◆ **Problem statement**: Nothing but the lines from the one with "the distant hill" to the final line should be returned, each exactly as it appears.
[start of Data excerpts]
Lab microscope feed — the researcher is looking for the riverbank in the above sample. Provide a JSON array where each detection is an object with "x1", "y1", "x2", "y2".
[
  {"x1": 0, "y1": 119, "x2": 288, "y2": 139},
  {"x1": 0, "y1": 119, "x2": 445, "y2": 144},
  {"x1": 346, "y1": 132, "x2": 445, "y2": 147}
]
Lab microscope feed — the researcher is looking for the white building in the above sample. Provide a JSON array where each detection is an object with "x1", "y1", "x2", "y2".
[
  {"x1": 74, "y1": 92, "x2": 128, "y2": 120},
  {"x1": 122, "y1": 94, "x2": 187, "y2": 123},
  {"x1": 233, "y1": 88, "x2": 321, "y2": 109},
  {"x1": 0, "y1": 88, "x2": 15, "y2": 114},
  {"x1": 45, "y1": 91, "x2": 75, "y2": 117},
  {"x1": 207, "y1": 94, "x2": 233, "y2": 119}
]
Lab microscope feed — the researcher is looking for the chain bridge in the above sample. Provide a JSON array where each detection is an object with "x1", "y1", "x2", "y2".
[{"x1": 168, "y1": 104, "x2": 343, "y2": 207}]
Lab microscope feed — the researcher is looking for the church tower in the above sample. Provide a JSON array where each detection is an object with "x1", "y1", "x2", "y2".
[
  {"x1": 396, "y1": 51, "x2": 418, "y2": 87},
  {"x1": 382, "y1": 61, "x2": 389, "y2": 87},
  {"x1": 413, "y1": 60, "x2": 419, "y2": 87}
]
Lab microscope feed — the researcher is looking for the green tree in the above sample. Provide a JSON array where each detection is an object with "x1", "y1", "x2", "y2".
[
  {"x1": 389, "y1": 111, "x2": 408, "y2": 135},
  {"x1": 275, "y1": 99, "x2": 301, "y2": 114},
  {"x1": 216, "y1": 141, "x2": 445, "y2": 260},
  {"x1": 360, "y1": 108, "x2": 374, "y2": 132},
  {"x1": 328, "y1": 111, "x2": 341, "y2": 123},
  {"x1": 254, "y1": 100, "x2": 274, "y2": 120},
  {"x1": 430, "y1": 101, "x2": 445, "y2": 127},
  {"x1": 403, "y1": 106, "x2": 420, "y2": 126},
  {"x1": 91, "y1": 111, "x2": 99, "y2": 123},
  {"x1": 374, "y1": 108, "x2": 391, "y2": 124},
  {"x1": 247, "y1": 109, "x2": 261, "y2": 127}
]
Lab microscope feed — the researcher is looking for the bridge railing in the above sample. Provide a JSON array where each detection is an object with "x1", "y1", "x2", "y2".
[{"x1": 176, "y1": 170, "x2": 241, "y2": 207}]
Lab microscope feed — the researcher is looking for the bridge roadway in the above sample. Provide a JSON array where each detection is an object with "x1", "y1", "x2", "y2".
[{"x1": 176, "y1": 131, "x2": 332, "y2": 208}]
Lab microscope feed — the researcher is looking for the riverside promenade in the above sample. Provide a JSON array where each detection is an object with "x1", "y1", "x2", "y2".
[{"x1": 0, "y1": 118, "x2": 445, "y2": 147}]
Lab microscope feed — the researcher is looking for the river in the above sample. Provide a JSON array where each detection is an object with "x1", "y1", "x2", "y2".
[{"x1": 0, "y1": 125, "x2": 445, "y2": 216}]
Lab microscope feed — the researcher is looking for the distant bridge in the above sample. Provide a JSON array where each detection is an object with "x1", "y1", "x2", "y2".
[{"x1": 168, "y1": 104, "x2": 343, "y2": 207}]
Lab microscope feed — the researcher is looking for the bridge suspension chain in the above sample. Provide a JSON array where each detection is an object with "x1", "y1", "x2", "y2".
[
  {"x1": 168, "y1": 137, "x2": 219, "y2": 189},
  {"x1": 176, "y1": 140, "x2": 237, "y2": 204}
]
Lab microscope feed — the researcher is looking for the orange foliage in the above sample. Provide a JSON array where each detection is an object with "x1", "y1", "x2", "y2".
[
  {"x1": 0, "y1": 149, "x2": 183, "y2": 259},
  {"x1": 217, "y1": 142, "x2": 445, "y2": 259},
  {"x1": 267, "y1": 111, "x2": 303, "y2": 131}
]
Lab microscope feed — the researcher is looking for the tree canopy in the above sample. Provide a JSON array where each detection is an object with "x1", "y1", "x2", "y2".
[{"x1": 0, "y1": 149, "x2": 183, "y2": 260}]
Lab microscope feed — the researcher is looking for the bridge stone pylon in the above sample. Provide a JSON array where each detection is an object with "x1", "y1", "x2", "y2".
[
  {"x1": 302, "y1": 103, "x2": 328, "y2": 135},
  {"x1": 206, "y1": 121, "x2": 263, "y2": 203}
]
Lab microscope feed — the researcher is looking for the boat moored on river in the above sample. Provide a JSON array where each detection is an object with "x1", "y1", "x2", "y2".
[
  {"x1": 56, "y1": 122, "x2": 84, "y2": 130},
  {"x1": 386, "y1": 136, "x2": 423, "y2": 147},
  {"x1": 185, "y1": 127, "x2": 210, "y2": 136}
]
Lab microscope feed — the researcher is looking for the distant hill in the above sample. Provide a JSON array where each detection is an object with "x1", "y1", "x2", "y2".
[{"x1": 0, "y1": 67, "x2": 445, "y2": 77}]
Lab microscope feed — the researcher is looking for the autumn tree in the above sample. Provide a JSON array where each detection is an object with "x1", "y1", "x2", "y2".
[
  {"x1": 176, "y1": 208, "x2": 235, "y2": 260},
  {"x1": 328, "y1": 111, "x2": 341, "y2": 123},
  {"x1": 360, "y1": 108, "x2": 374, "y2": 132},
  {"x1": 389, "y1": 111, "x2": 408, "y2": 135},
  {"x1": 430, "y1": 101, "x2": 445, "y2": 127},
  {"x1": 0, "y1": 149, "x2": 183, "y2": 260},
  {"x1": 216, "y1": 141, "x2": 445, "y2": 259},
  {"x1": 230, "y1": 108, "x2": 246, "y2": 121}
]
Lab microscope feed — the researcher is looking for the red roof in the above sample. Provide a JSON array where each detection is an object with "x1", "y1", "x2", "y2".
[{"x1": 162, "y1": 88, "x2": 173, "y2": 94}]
[end of Data excerpts]
◆ **Solution for this task**:
Lab microscope feed — the researcher is looking for the distant hill in the above sample. Provide a JSON array where each detection is an object with "x1", "y1", "x2", "y2".
[{"x1": 0, "y1": 67, "x2": 445, "y2": 77}]
Lab microscope feed — the researcher is looking for the autumn tree in the above sample. Provide a JSON array where each detection is an object with "x1", "y1", "x2", "y2".
[
  {"x1": 176, "y1": 208, "x2": 235, "y2": 260},
  {"x1": 328, "y1": 111, "x2": 341, "y2": 123},
  {"x1": 360, "y1": 108, "x2": 374, "y2": 132},
  {"x1": 389, "y1": 111, "x2": 408, "y2": 135},
  {"x1": 430, "y1": 101, "x2": 445, "y2": 127},
  {"x1": 0, "y1": 149, "x2": 183, "y2": 260},
  {"x1": 216, "y1": 141, "x2": 445, "y2": 259},
  {"x1": 230, "y1": 108, "x2": 246, "y2": 121}
]
Lab microscope feed — the researcher is looking for the red roof in the above sample. Provide a JSON array where each detection is an object with "x1", "y1", "x2", "y2".
[{"x1": 162, "y1": 88, "x2": 173, "y2": 94}]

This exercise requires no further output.